▶ What the task asks
Repeat the full listing below verbatim and keep the images out.

* start *

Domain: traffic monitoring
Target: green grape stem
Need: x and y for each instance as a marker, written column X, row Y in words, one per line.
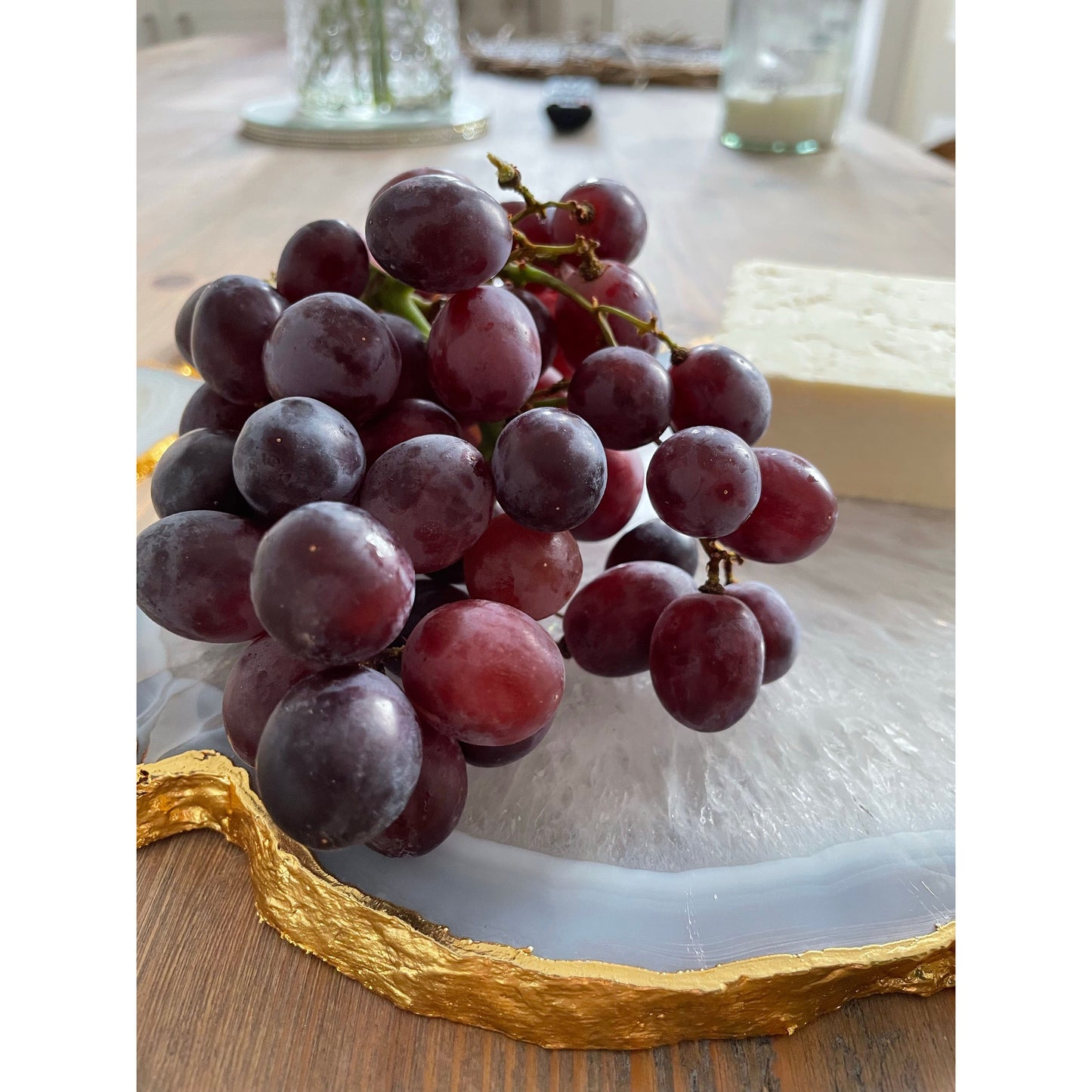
column 521, row 273
column 385, row 294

* end *

▶ Answer to this exercise
Domain: traffic monitoring
Target: green grape stem
Need: x and y for each instance as a marker, written column X, row Y in words, one per line.
column 521, row 273
column 385, row 294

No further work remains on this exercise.